PROVIDED DATA:
- - - -

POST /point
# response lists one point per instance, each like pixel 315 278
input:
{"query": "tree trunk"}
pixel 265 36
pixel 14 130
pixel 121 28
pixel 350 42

- - - -

WHAT IS BEING ASKED: Please rewrite these lines with "tree trunk" changed to "tree stump" and everything else left as it is.

SOLUTION TO THE EXERCISE:
POST /point
# response lists one point per instance, each like pixel 315 278
input:
{"query": "tree stump"}
pixel 265 36
pixel 14 130
pixel 121 28
pixel 350 42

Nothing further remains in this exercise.